------ Data for this task ------
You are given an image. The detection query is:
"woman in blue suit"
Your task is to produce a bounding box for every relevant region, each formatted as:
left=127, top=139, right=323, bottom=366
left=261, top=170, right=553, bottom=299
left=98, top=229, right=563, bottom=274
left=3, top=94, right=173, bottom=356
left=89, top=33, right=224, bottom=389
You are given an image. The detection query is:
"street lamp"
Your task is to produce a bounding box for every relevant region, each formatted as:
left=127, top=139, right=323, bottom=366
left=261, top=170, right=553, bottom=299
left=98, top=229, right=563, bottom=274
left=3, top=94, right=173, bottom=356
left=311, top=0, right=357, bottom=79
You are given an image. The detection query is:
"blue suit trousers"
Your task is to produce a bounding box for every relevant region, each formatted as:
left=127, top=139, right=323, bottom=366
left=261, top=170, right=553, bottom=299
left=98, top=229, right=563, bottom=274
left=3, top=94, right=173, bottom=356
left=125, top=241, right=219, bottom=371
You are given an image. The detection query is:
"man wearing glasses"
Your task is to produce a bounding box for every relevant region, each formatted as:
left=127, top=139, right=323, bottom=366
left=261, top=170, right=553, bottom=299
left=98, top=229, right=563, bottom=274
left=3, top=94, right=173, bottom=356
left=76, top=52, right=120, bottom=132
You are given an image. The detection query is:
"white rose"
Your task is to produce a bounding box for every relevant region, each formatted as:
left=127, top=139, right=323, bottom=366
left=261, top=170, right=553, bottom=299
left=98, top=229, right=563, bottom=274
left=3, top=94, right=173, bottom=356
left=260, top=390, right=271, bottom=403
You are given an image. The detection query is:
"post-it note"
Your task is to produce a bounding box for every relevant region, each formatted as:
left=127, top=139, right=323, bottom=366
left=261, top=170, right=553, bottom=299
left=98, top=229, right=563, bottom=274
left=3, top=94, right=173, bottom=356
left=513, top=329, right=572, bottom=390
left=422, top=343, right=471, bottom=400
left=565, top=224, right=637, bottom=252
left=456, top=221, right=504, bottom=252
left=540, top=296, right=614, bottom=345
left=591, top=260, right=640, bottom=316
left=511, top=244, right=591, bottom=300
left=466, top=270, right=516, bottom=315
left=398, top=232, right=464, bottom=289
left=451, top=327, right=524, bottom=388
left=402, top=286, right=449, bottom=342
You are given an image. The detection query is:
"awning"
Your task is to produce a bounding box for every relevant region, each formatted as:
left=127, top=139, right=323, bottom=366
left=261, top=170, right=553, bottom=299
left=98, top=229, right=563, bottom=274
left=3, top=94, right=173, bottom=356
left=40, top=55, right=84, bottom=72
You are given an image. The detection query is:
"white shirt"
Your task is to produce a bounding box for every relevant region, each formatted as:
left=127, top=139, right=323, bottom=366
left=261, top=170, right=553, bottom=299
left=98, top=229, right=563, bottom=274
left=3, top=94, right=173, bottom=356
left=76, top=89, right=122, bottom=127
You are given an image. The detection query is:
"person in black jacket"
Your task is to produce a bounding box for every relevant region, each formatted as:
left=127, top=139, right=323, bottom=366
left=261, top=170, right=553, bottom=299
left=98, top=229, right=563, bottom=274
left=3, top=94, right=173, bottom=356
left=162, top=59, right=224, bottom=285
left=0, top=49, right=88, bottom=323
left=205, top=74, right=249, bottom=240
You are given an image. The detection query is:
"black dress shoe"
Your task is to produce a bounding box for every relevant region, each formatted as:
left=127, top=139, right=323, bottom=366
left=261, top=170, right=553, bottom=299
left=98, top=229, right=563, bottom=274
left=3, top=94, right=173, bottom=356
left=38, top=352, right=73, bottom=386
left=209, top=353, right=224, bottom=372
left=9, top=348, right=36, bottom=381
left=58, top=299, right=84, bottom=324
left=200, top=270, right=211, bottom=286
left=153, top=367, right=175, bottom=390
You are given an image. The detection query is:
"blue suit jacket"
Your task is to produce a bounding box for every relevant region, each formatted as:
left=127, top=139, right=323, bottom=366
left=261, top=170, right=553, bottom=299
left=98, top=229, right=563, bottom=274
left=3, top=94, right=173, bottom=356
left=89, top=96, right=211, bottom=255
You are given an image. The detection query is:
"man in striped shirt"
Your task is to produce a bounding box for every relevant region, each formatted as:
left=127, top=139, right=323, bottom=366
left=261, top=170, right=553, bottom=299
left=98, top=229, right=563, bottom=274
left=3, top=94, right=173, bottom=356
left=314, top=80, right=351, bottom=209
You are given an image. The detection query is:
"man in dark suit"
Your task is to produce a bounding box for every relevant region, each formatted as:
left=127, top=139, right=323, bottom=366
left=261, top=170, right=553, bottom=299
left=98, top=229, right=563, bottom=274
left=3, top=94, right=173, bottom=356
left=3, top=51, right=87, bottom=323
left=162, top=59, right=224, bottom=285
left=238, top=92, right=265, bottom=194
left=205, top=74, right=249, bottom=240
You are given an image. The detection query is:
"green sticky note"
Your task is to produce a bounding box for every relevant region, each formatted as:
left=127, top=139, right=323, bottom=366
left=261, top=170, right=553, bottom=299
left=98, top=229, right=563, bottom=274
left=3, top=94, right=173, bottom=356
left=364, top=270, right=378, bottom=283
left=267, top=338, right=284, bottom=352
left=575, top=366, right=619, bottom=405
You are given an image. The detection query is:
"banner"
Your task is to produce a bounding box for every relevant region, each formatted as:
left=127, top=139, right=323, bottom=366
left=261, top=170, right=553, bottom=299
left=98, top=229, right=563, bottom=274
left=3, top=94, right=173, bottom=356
------
**Written problem**
Render every line of the entries above as a Markdown table with the columns Row and Line. Number the rows in order and leave out blank lines.

**Task answer**
| Row | Line |
|---|---|
| 1 | You are given an image. The detection query is: |
| 2 | "woman in blue suit" |
| 3 | Your task is to produce a bounding box for every relevant region, each formatted as: |
| 4 | left=127, top=139, right=323, bottom=366 |
| 5 | left=261, top=170, right=553, bottom=299 |
| 6 | left=98, top=229, right=563, bottom=274 |
| 7 | left=3, top=94, right=173, bottom=356 |
| 8 | left=89, top=33, right=224, bottom=389 |
| 9 | You are given an image. The detection query is: |
| 10 | "street lamp" |
| 11 | Your task is to produce a bounding box for every relevant region, each formatted as: |
| 12 | left=127, top=139, right=323, bottom=366 |
| 13 | left=261, top=170, right=553, bottom=299 |
| 14 | left=98, top=229, right=563, bottom=274 |
| 15 | left=3, top=94, right=173, bottom=356 |
| 16 | left=311, top=0, right=357, bottom=79 |
| 17 | You are given an image. The detection query is: |
| 18 | "blue suit trousers" |
| 19 | Your task is to produce a bounding box for every relevant region, each formatted as: |
| 20 | left=127, top=139, right=323, bottom=366 |
| 21 | left=261, top=170, right=553, bottom=299 |
| 22 | left=98, top=229, right=563, bottom=274 |
| 23 | left=3, top=94, right=173, bottom=356 |
| 24 | left=125, top=241, right=219, bottom=371 |
| 25 | You are given an image. The detection query is: |
| 26 | "man wearing glasses" |
| 27 | Your task is to produce a bounding box for every relevant region, each formatted as: |
| 28 | left=127, top=139, right=323, bottom=366 |
| 29 | left=261, top=170, right=553, bottom=299 |
| 30 | left=98, top=229, right=563, bottom=274 |
| 31 | left=3, top=94, right=173, bottom=356 |
| 32 | left=76, top=52, right=120, bottom=132 |
| 33 | You are given an image. The detection query is: |
| 34 | "white rose" |
| 35 | Your task is to produce a bounding box for every relevant region, each formatted as: |
| 36 | left=127, top=139, right=323, bottom=366 |
| 37 | left=261, top=170, right=553, bottom=299 |
| 38 | left=98, top=229, right=563, bottom=274 |
| 39 | left=3, top=94, right=173, bottom=356 |
| 40 | left=260, top=390, right=271, bottom=403 |
| 41 | You are given an image. The detection query is: |
| 42 | "post-it note" |
| 43 | Your task is to produce a bounding box for every relevant region, each formatted as: |
| 44 | left=127, top=139, right=323, bottom=366 |
| 45 | left=261, top=170, right=553, bottom=299 |
| 46 | left=98, top=229, right=563, bottom=274 |
| 47 | left=3, top=94, right=173, bottom=356 |
| 48 | left=513, top=329, right=572, bottom=390 |
| 49 | left=422, top=343, right=471, bottom=400 |
| 50 | left=565, top=224, right=637, bottom=252 |
| 51 | left=456, top=221, right=504, bottom=252 |
| 52 | left=540, top=296, right=614, bottom=345 |
| 53 | left=591, top=260, right=640, bottom=316 |
| 54 | left=511, top=244, right=591, bottom=300 |
| 55 | left=466, top=270, right=516, bottom=315 |
| 56 | left=398, top=232, right=464, bottom=289 |
| 57 | left=451, top=327, right=524, bottom=388 |
| 58 | left=402, top=286, right=449, bottom=342 |
| 59 | You are given an image. The detection query is: |
| 60 | "awning" |
| 61 | Your task is to produce a bounding box for every relevant region, each formatted as: |
| 62 | left=127, top=139, right=323, bottom=366 |
| 63 | left=261, top=170, right=553, bottom=299 |
| 64 | left=98, top=229, right=563, bottom=274 |
| 65 | left=3, top=94, right=173, bottom=356 |
| 66 | left=40, top=55, right=84, bottom=72 |
| 67 | You are given an image. The detection query is: |
| 68 | "white shirt" |
| 69 | Your task is to produce a bounding box for every relevant region, each formatted as: |
| 70 | left=127, top=139, right=323, bottom=366 |
| 71 | left=261, top=170, right=553, bottom=299 |
| 72 | left=98, top=229, right=563, bottom=274 |
| 73 | left=3, top=94, right=173, bottom=356 |
| 74 | left=76, top=89, right=122, bottom=127 |
| 75 | You are given an image. The detection query is: |
| 76 | "person in black jacket" |
| 77 | Your task is to produce a bounding box for every relevant region, each formatted as: |
| 78 | left=127, top=139, right=323, bottom=366 |
| 79 | left=261, top=170, right=553, bottom=299 |
| 80 | left=98, top=229, right=563, bottom=274 |
| 81 | left=3, top=94, right=173, bottom=356 |
| 82 | left=162, top=59, right=224, bottom=285 |
| 83 | left=0, top=49, right=88, bottom=323 |
| 84 | left=205, top=74, right=249, bottom=240 |
| 85 | You are given an image. The detection query is: |
| 86 | "black dress shoe" |
| 87 | Your task is to produce a bounding box for every relevant region, each formatted as: |
| 88 | left=127, top=139, right=323, bottom=366 |
| 89 | left=261, top=170, right=553, bottom=299 |
| 90 | left=98, top=229, right=563, bottom=274 |
| 91 | left=3, top=94, right=173, bottom=356 |
| 92 | left=38, top=352, right=73, bottom=386 |
| 93 | left=209, top=353, right=224, bottom=372 |
| 94 | left=9, top=348, right=36, bottom=381 |
| 95 | left=58, top=299, right=84, bottom=324 |
| 96 | left=200, top=270, right=211, bottom=286 |
| 97 | left=153, top=367, right=175, bottom=390 |
| 98 | You are given an image. The detection query is: |
| 99 | "blue suit jacket" |
| 100 | Your task is to produce a bounding box for every relevant region, each formatted as: |
| 101 | left=127, top=139, right=323, bottom=366 |
| 102 | left=261, top=170, right=553, bottom=299 |
| 103 | left=98, top=229, right=563, bottom=274 |
| 104 | left=3, top=94, right=173, bottom=356 |
| 105 | left=89, top=96, right=211, bottom=255 |
| 106 | You are given an image. The detection query is: |
| 107 | "man in striped shirt" |
| 108 | Your task is to produce a bounding box for every relevant region, each formatted as: |
| 109 | left=127, top=139, right=323, bottom=366 |
| 110 | left=261, top=170, right=553, bottom=299 |
| 111 | left=98, top=229, right=563, bottom=274 |
| 112 | left=3, top=94, right=173, bottom=356 |
| 113 | left=314, top=80, right=351, bottom=209 |
| 114 | You are given an image. The detection query is: |
| 115 | "man in dark suit" |
| 116 | Your task is to produce a bounding box for every relevant region, each formatted as: |
| 117 | left=127, top=139, right=323, bottom=366 |
| 118 | left=261, top=170, right=553, bottom=299 |
| 119 | left=98, top=229, right=563, bottom=274 |
| 120 | left=3, top=94, right=173, bottom=356 |
| 121 | left=3, top=51, right=87, bottom=323 |
| 122 | left=162, top=59, right=224, bottom=285 |
| 123 | left=238, top=92, right=265, bottom=194 |
| 124 | left=205, top=74, right=249, bottom=240 |
| 125 | You are given an image. The detection query is: |
| 126 | "green sticky note" |
| 127 | Your task is to produce a bounding box for every relevant region, each formatted as: |
| 128 | left=127, top=139, right=323, bottom=366 |
| 129 | left=261, top=170, right=553, bottom=299 |
| 130 | left=98, top=229, right=563, bottom=274 |
| 131 | left=3, top=94, right=173, bottom=356 |
| 132 | left=364, top=270, right=378, bottom=283 |
| 133 | left=267, top=338, right=284, bottom=352 |
| 134 | left=575, top=366, right=619, bottom=405 |
| 135 | You are given an image. The detection query is: |
| 136 | "banner" |
| 137 | Your task is to produce a bounding box for every relevant region, each formatted as: |
| 138 | left=127, top=139, right=323, bottom=366 |
| 139 | left=261, top=170, right=553, bottom=299 |
| 140 | left=98, top=229, right=563, bottom=274 |
| 141 | left=3, top=94, right=173, bottom=356 |